### [Consigne]
Relevez tous les prénoms de personnes qui apparaissent dans le texte cité sur le retour à Brantôme.

### [Texte cité]
▼▼▼

Les voici donc tous les trois revenus à Brantôme chez Jeanne et Ernest. La lettre de mon père continue : «… Arrivé à Brantôme, Roger qui, recherché par la Gestapo, ne pouvait plus le faire lui-même, charge Josette d’aller à Paris. Il lui confie des enveloppes mystérieuses qu’elle doit porter dans des boîtes à lettres et des instructions précises pour un certain nombre de contacts. Nous sommes en octobre 1940. A son retour, nous partons tous les trois pour Casa, à partir de Port-Vendres, comme la première fois. Ici, continue fièrement mon père, c’est le phénomène inverse qui se produit : en l’occurence, les Juifs qui aident les ‘ Goyim’. Mon oncle ayant accepté de signer une déclaration comme quoi Roger habitait chez lui, il se trouvait officiellement domicilié à Casablanca. Nous passons par Oran et prenons le train pour Casa. Roger se loge donc chez mon oncle, Josette et moi chez ma mère, respectivement au 2ème et au 4ème étage du même immeuble, 75 Bld de la Gare.

▲▲▲

### [Données fournies]
▼▼▼

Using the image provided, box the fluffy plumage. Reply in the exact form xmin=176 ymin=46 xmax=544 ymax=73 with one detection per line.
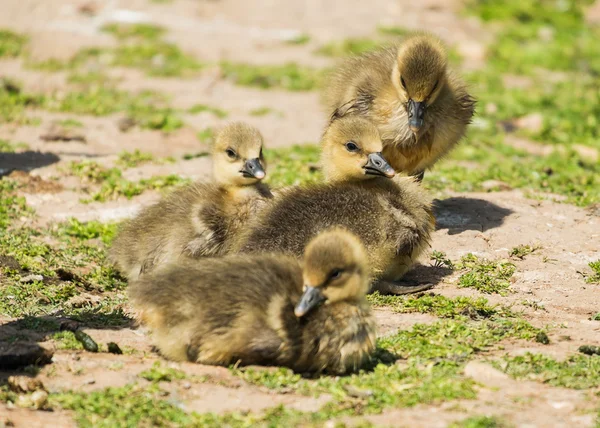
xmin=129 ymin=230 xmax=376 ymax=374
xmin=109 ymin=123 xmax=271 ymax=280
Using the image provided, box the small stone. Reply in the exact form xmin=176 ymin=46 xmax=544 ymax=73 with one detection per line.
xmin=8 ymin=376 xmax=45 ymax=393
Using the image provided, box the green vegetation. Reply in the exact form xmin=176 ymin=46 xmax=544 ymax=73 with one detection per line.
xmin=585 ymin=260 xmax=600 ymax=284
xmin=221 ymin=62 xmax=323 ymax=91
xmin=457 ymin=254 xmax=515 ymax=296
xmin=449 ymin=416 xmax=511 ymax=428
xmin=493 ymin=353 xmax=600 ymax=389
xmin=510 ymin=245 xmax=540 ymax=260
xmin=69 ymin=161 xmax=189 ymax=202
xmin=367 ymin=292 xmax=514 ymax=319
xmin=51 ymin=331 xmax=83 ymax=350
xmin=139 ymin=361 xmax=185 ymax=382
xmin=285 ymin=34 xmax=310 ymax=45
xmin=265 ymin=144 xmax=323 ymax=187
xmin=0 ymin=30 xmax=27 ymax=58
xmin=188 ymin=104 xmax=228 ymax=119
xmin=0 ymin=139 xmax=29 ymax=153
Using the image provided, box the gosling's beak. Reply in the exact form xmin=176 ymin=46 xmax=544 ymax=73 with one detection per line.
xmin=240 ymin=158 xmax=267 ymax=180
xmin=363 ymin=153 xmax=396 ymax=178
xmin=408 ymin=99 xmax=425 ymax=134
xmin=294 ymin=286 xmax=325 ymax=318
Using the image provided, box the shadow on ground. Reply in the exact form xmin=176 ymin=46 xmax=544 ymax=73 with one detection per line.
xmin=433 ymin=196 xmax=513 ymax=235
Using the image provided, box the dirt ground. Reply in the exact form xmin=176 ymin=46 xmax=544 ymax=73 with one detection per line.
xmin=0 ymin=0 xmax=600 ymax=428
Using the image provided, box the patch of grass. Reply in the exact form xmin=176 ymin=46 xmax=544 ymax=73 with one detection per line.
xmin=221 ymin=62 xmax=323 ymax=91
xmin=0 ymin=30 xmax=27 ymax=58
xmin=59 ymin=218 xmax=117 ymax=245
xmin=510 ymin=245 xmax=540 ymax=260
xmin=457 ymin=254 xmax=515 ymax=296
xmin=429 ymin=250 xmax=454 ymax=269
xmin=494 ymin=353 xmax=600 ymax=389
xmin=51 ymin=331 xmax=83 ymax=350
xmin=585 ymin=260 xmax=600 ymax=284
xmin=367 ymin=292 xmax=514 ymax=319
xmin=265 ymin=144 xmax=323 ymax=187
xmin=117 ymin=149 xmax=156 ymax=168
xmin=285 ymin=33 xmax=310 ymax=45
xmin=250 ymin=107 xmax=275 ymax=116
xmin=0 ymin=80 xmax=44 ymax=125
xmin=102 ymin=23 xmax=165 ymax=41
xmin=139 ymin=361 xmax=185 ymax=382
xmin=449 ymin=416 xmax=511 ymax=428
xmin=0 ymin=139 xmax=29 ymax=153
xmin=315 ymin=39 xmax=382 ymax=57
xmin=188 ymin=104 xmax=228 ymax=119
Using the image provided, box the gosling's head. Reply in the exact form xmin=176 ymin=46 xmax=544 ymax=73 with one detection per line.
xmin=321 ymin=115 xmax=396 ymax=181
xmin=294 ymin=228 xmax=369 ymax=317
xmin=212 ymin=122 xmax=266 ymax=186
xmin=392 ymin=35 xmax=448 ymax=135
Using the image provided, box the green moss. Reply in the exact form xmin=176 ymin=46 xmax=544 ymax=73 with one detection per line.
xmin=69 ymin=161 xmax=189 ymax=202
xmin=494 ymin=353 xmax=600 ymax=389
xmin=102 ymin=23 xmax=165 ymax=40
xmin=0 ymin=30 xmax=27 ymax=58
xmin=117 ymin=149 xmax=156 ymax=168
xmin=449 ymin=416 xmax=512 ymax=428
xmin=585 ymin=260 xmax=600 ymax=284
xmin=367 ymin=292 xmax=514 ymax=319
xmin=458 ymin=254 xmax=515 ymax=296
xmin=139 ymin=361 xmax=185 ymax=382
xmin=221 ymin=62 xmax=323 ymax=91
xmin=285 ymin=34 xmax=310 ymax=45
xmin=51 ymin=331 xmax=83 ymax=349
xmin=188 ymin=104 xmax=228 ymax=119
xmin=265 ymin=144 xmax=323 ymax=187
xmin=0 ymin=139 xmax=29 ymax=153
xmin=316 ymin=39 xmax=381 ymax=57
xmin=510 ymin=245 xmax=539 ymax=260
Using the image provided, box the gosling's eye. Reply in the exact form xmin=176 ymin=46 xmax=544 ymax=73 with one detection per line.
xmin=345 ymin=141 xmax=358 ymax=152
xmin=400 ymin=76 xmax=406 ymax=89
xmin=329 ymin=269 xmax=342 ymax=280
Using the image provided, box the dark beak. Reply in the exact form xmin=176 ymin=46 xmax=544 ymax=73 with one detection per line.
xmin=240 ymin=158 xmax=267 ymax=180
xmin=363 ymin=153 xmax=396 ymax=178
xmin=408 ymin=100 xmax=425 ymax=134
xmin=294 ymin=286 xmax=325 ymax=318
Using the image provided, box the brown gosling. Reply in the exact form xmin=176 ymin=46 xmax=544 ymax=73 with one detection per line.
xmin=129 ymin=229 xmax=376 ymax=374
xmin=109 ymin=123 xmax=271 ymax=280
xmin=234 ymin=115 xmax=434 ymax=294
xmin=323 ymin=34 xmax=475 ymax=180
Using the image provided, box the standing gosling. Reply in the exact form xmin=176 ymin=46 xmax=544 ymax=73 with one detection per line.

▲▲▲

### [Réponse]
Jeanne, Ernest, Roger, Josette